[[ Material shown, beginning ]]

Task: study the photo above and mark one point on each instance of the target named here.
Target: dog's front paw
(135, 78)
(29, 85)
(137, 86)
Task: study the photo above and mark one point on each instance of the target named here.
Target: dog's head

[[ Material shown, end ]]

- To do: The answer must be the complete set of entries, retyped exactly.

- Response for this exercise:
Task: study the photo above and mark one point on each instance of the target named here.
Target: dog's front paw
(135, 78)
(29, 85)
(137, 86)
Task: study the photo above and mark one point on each instance of the target named here.
Target: dog's head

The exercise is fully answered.